• PROBLEM TO WORK ON
Could you return the listing below exactly, with every line intact?

═══ DATA SHOWN

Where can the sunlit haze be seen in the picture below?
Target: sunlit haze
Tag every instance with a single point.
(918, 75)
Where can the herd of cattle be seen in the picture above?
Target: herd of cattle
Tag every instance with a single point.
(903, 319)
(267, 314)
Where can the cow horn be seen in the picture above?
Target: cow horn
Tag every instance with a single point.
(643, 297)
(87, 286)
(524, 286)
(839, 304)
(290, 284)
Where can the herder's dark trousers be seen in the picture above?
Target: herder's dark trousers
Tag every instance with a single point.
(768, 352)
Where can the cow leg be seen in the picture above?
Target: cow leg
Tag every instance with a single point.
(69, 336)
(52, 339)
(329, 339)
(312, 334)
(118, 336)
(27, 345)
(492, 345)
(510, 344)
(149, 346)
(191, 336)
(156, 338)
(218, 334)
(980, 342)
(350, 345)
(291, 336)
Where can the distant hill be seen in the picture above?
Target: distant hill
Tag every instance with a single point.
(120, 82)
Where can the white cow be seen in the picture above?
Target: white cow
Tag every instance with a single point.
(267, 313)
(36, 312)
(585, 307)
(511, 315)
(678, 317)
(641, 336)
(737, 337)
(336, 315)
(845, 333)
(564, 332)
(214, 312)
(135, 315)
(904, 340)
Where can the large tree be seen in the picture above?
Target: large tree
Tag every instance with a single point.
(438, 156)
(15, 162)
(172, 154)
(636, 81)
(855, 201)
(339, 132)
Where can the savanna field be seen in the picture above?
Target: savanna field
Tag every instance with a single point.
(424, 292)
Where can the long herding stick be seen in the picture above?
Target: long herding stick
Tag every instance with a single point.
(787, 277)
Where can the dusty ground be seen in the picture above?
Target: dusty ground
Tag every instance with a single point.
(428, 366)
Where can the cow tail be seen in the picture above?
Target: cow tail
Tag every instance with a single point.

══════

• WRITTEN SOLUTION
Where can the sunlit haze be seen in the picture below?
Target: sunlit haze
Tag every instance with a single point.
(918, 75)
Where can the herd of cattle be seen in the picture above?
Target: herd of cattle
Tag every instance with a single point.
(903, 319)
(267, 314)
Where can the cow horn be seen in the picture above?
Target: cow horn
Tag every instance with a single point.
(643, 297)
(87, 286)
(524, 286)
(839, 304)
(290, 284)
Where can the herder's dark trousers be seen in the picture above?
Target: herder's dark trousers
Tag every instance with a single point.
(768, 352)
Where can the cow leg be seen in the picture above?
Target: cow leg
Tag every instance with a single point.
(69, 336)
(52, 339)
(329, 339)
(312, 334)
(118, 336)
(27, 345)
(492, 345)
(510, 344)
(149, 346)
(191, 336)
(156, 338)
(218, 334)
(980, 342)
(350, 345)
(291, 336)
Where can the distant hill be seen in the picture above?
Target: distant hill
Tag every instance with a single point.
(120, 82)
Where can the white cow be seen in the picture above?
Target: white cow
Tag every instance with a single point.
(267, 313)
(36, 312)
(585, 307)
(511, 315)
(678, 317)
(641, 336)
(737, 337)
(336, 315)
(845, 333)
(564, 332)
(214, 312)
(135, 315)
(904, 340)
Where can the large tree be seen in the picture above?
Target: large tree
Tag every instance with a single point.
(438, 156)
(15, 162)
(172, 154)
(636, 81)
(855, 201)
(339, 132)
Where can the savanna field be seen in the picture above?
Target: savanna field
Tag every instance with a single point.
(424, 292)
Where can the long herding stick be seen in the picture above?
Target: long herding stick
Tag every instance with a single point.
(787, 277)
Where can the dusty ground be seen in the picture above?
Target: dusty ground
Tag every instance with a single point.
(428, 366)
Where can the cow tail be seen in the picture above?
Target: cow tail
Tag every instance with a single point.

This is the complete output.